▶ **EXERCISE DETAILS**: Reproduce all of the records below word for word, leaving out the pictures.

▶ **DATA SHOWN**:
# # # # #

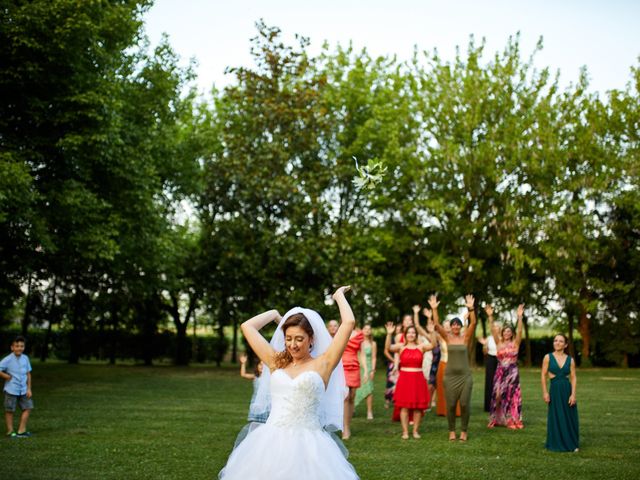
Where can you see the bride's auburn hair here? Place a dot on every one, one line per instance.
(283, 359)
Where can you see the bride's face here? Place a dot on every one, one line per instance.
(297, 342)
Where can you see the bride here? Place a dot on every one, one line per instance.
(304, 392)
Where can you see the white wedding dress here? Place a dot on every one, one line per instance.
(292, 444)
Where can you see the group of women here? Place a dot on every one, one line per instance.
(311, 377)
(503, 395)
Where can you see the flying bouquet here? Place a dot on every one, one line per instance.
(369, 175)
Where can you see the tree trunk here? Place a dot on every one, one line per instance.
(113, 336)
(584, 327)
(527, 343)
(75, 337)
(234, 347)
(44, 354)
(26, 318)
(572, 347)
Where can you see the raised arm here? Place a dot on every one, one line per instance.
(251, 331)
(243, 368)
(386, 351)
(416, 322)
(520, 324)
(396, 347)
(543, 378)
(471, 330)
(374, 357)
(433, 303)
(347, 323)
(492, 324)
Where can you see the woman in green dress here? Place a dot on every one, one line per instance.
(365, 392)
(562, 418)
(458, 381)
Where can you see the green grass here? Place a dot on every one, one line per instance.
(94, 421)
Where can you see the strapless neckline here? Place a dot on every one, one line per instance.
(293, 379)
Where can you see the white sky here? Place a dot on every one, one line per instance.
(604, 35)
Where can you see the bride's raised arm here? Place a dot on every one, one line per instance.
(347, 323)
(251, 331)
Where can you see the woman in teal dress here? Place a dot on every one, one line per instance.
(562, 418)
(367, 371)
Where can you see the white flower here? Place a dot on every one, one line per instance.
(369, 175)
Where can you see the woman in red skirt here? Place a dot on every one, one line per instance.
(412, 393)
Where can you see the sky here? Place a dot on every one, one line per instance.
(602, 35)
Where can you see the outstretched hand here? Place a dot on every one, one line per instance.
(433, 302)
(391, 328)
(469, 301)
(341, 291)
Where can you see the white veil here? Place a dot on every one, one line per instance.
(332, 404)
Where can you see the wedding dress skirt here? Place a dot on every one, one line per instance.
(292, 443)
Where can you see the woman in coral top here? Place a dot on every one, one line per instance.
(352, 357)
(412, 393)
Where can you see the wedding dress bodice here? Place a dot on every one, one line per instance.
(295, 402)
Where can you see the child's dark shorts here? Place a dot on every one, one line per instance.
(10, 402)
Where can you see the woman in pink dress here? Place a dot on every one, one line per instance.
(506, 399)
(351, 358)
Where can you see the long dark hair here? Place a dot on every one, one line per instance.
(283, 359)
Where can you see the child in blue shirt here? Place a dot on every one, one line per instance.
(15, 368)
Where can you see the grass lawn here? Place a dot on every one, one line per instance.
(129, 422)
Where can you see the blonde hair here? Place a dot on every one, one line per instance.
(284, 358)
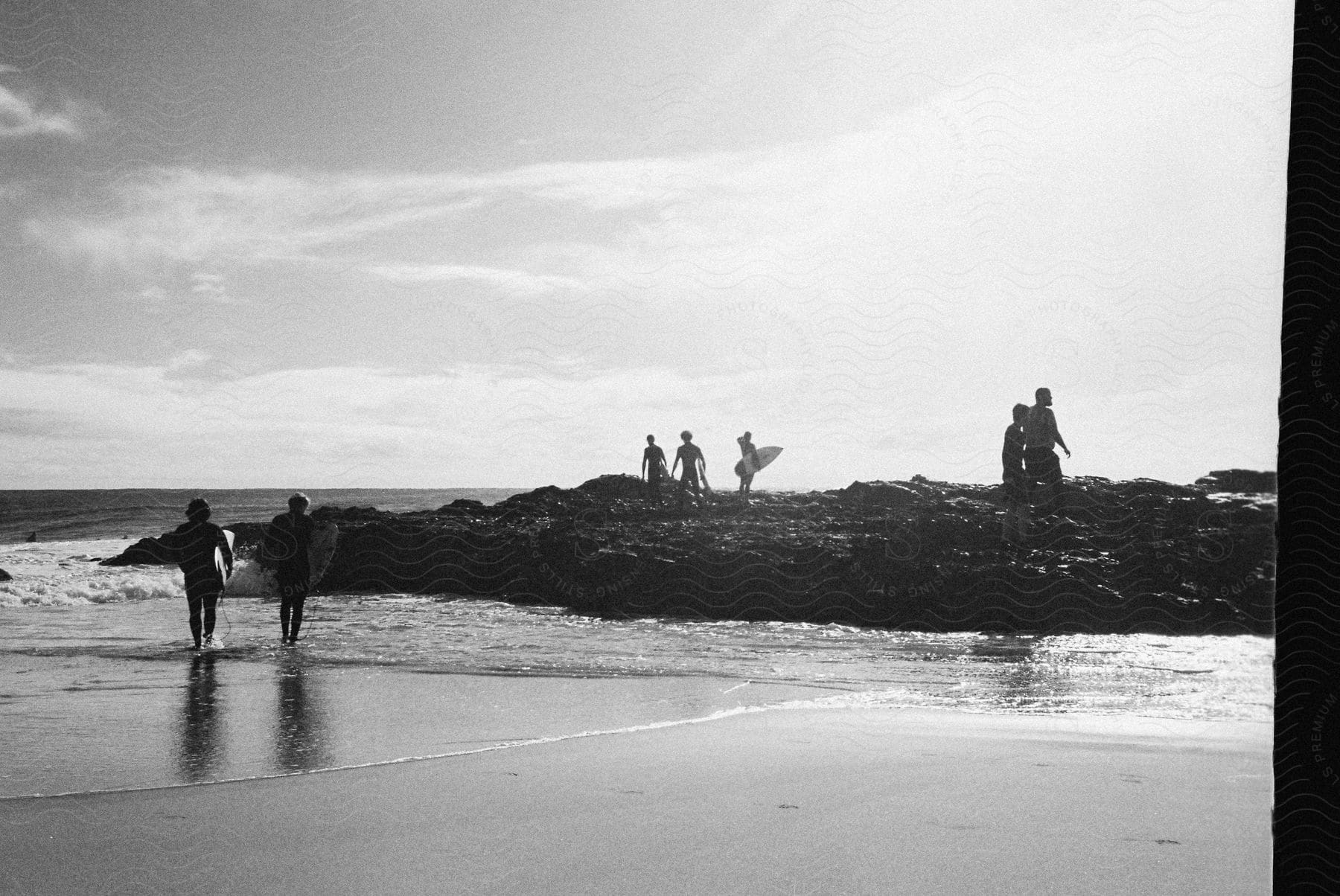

# # # # #

▶ **CORRECT RESULT**:
Where can you see the bride's auburn hair here? Place a dot on every one, one line per instance.
(283, 359)
Where can you see the bride's face here? Place a dot on every one, one line per instance.
(297, 342)
Where can you see the bride here? Place a dot on every one, one line per instance.
(304, 392)
Where can you see the white wedding dress here? Place a dot on every one, one line per instance.
(292, 444)
Where can you see the group of women here? Place a dot on every one, one line per instance.
(311, 377)
(503, 395)
Where can you see the flying bouquet here? Place a dot on every one, one line per instance.
(369, 175)
Where can you see the tree trunk here? Place a dot on every one, one line per instance.
(113, 336)
(584, 327)
(527, 343)
(75, 337)
(234, 347)
(44, 354)
(26, 318)
(572, 347)
Where can you see the raised arm here? Place a dot on every one, one line per instance.
(251, 331)
(243, 368)
(386, 351)
(416, 322)
(520, 324)
(396, 347)
(543, 378)
(471, 330)
(374, 357)
(433, 303)
(347, 323)
(492, 324)
Where can you see the woman in green dress here? Place a dot on every one, one line per instance.
(365, 392)
(562, 418)
(458, 381)
Where can you see the green grass here? Place a dot on every one, one line per instance.
(94, 421)
Where can you see the strapless neckline here? Place a dot on every one, one line per instance.
(293, 379)
Where can you see the white sky here? Place a dot on every one, one line per instance.
(604, 35)
Where can you see the bride's raised arm here? Place a dot on every one, one line per instance.
(347, 323)
(251, 331)
Where can you see the woman in teal dress here? Place a dot on every one, one line per instance.
(562, 418)
(367, 371)
Where can you see the white flower here? Place a dot on every one, one line per instance.
(369, 175)
Where can you see the woman in red skirt here? Place a dot on every one, one line per instance.
(412, 393)
Where can you see the sky here? Place a dot on every one, one line per instance.
(602, 35)
Where can you see the outstretched hand here? Place a dot on every one, one line per instance.
(433, 302)
(391, 328)
(469, 301)
(341, 291)
Where can you see the white veil here? Place a dot on every one, one line per instance.
(332, 404)
Where can you see the wedding dress skirt here? Place a dot on every one, one line per instance.
(292, 443)
Where can you see the woman in coral top here? Place a dot on every one, one line per instance.
(352, 357)
(412, 393)
Where can you see the wedding dress bodice here? Place a dot on every one, one line per instance.
(295, 402)
Where can you see the child's dark shorts here? Place a dot on every one, one line per instance.
(10, 402)
Where can you see the woman in pink dress here? Place a dot on every one, one line per instance.
(506, 399)
(351, 358)
Where can you see the long dark hair here? Place a dot on every one, one line per instance.
(283, 359)
Where can you see the child in blue shirt here? Place a dot on every one, one line per instance.
(15, 368)
Where can you see the grass lawn here? Place a dot on every one, one line per instance.
(129, 422)
Where can you see the blonde hair here? Place a dot on every one, one line per instance.
(284, 358)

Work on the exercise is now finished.